== DATA FOR THIS EXERCISE ==
**********
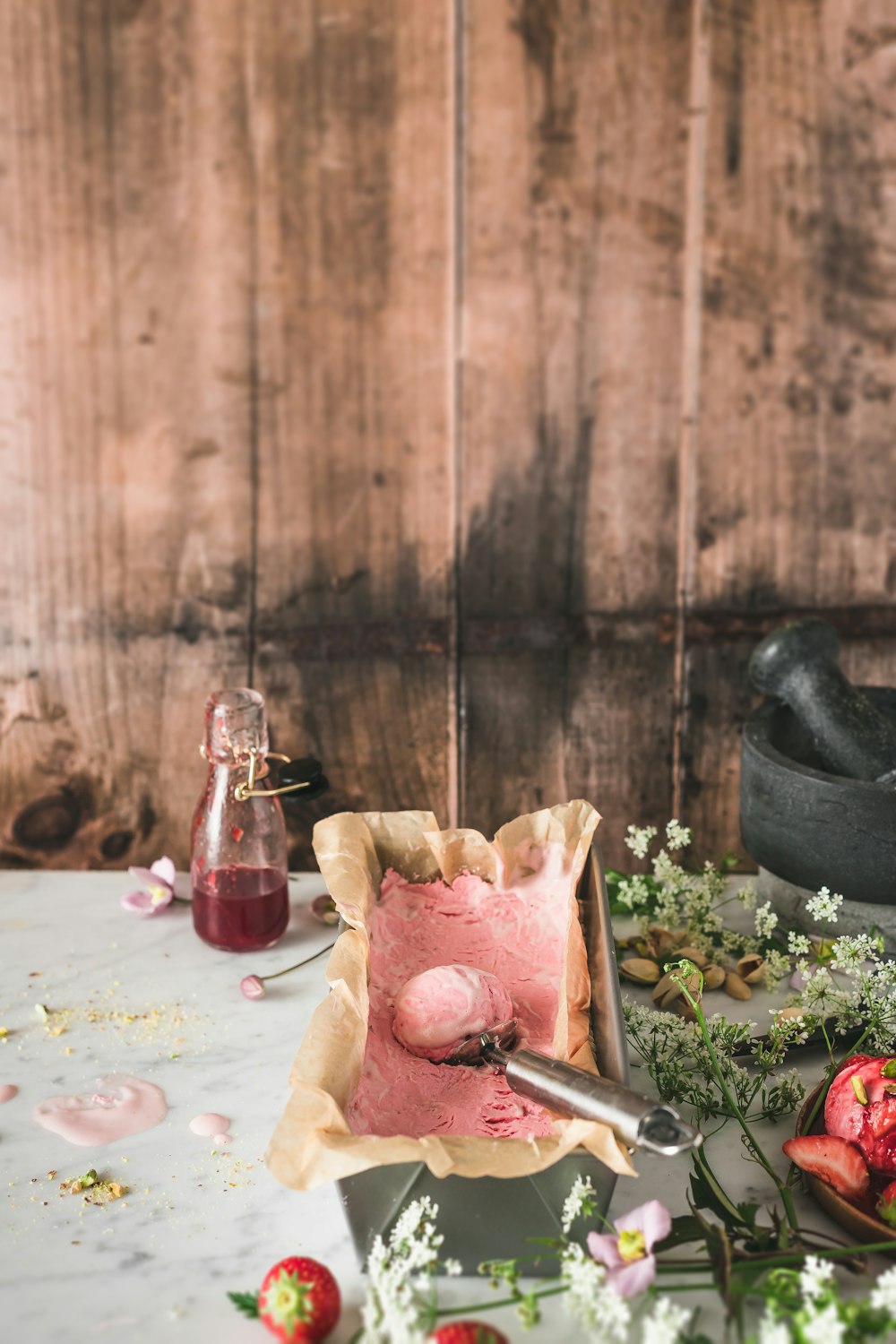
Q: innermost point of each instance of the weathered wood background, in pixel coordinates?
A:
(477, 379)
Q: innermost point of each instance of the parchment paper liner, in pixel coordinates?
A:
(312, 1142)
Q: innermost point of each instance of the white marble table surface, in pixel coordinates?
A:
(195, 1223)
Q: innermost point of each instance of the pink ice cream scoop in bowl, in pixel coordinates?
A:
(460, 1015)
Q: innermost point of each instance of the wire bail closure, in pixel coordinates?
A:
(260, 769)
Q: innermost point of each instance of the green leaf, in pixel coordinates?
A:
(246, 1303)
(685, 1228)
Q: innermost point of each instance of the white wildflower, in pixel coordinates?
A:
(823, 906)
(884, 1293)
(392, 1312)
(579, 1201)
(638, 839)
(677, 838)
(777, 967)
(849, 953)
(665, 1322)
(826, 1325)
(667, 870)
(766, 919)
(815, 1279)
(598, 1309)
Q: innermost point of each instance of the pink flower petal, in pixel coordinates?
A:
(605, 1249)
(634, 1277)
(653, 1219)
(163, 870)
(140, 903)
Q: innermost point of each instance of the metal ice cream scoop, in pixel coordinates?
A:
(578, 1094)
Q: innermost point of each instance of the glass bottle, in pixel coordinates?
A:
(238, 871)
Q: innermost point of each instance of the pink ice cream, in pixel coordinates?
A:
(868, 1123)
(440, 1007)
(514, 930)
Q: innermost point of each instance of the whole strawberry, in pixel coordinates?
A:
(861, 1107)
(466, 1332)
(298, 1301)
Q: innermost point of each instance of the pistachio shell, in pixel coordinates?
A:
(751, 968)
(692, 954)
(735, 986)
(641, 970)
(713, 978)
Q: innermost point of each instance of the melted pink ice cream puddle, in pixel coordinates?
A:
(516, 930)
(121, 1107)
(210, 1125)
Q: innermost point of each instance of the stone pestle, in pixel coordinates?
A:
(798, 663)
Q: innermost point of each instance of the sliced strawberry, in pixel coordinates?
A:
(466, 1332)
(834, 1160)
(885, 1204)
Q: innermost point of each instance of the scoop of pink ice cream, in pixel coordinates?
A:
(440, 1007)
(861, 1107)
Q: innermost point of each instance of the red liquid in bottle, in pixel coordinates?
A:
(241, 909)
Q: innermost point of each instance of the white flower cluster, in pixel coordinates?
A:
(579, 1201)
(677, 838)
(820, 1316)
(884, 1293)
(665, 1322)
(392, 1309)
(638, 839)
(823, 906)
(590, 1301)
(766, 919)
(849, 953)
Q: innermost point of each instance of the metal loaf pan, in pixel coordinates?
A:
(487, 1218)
**********
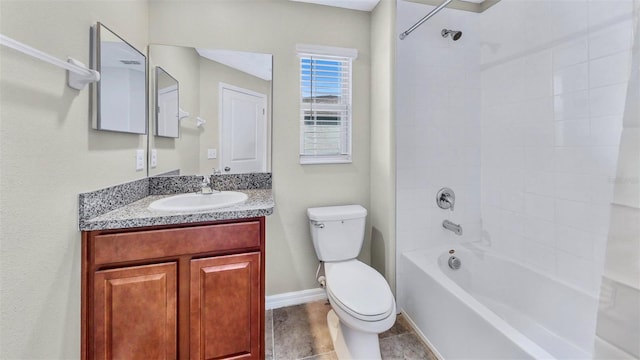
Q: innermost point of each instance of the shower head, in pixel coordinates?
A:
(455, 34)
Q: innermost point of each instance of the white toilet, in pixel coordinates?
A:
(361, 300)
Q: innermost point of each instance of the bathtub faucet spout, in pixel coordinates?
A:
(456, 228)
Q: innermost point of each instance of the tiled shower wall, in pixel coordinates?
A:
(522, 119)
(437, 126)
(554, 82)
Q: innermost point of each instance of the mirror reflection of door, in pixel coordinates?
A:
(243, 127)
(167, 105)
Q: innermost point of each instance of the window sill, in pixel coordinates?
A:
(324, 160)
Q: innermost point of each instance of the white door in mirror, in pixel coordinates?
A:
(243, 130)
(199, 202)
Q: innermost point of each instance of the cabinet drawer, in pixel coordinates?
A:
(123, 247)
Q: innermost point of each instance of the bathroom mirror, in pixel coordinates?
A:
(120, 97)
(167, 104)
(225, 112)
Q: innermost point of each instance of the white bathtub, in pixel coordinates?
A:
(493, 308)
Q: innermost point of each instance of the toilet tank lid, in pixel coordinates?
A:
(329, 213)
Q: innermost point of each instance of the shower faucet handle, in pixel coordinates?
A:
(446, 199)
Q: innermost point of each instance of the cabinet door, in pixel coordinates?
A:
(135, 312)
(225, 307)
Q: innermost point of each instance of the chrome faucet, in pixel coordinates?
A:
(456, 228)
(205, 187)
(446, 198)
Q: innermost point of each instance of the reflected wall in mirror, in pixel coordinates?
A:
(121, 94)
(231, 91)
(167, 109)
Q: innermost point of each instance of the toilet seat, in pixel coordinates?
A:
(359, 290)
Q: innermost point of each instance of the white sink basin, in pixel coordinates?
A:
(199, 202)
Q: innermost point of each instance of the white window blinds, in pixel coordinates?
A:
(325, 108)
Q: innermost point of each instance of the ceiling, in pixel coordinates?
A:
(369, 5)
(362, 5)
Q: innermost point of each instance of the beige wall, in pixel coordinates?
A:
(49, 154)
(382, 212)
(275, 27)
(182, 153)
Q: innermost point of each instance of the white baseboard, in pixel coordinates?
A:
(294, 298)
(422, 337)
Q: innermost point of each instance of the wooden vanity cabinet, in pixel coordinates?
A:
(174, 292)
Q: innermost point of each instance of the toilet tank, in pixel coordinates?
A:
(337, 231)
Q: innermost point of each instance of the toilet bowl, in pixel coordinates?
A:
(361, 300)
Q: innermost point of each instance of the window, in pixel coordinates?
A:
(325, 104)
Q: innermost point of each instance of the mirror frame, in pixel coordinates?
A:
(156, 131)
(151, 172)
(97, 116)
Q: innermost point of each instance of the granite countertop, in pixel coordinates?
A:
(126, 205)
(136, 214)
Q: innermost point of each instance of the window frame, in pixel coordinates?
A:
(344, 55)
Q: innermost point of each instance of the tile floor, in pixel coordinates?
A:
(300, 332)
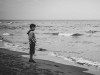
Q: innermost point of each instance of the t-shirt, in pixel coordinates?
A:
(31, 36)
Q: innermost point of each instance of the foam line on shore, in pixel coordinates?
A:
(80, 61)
**********
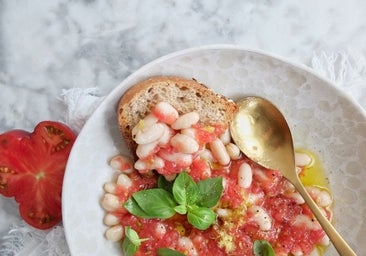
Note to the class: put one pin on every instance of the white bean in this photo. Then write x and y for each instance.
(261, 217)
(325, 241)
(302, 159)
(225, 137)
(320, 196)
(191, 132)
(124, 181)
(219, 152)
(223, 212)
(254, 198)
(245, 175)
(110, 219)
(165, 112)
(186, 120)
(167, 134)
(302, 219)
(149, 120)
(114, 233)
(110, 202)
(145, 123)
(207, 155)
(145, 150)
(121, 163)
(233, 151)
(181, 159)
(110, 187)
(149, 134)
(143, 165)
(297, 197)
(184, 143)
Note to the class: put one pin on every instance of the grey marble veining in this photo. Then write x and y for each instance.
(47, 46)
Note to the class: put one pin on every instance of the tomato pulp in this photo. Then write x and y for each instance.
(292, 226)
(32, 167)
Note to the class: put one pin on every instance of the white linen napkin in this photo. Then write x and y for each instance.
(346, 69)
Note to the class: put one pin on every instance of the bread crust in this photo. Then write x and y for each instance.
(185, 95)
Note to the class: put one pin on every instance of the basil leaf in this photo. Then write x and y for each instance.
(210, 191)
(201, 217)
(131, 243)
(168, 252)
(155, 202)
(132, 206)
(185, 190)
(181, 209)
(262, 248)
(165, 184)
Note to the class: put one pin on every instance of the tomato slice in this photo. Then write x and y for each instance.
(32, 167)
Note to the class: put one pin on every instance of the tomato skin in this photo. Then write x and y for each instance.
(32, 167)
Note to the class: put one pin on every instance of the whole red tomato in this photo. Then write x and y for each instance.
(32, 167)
**********
The response must hold only the lines above from the line with "Q: innermost point of each instance of the weathered" through the line with "Q: innermost point of each instance of the pistachio", each copied exactly, both ends kept.

Q: innermost point of each instance of the weathered wood background, in pixel coordinates?
A:
(477, 379)
Q: innermost point of each instance of the parchment paper liner, in pixel coordinates?
A:
(312, 1142)
Q: innermost point of each instance of the white marble table surface, in pixel coordinates?
A:
(195, 1223)
Q: innermost point of each instance of the pink ice cream scoop in bowl, in pixel coordinates?
A:
(460, 1015)
Q: innermost point of each instance of the wire bail closure, in pixel coordinates?
A:
(260, 769)
Q: innermost point of each instance of the green leaf, in pixel coordinates?
A:
(246, 1303)
(685, 1228)
Q: innermost point of each instance of the white wildflower, in pixel coordinates?
A:
(823, 906)
(884, 1293)
(392, 1312)
(579, 1201)
(638, 839)
(677, 838)
(777, 967)
(849, 953)
(665, 1322)
(826, 1325)
(667, 870)
(766, 919)
(815, 1279)
(598, 1309)
Q: innermost point of each instance of the pink flower petal, in pixel coordinates?
A:
(605, 1249)
(634, 1277)
(653, 1219)
(163, 870)
(140, 903)
Q: innermost point of each instance of the metal ice cream scoop, in pixel coordinates?
A:
(578, 1094)
Q: innermost point of each instance of the glass bottle, in pixel coordinates?
A:
(238, 871)
Q: innermost point of each instance of the pink ice cream, in pixel coordinates?
A:
(868, 1123)
(440, 1007)
(514, 930)
Q: innermost point of each instance of the whole strawberry, in pixel coordinates?
A:
(861, 1107)
(466, 1332)
(298, 1301)
Q: innermost point of each instance of the pistachio shell, in pixel coordinates?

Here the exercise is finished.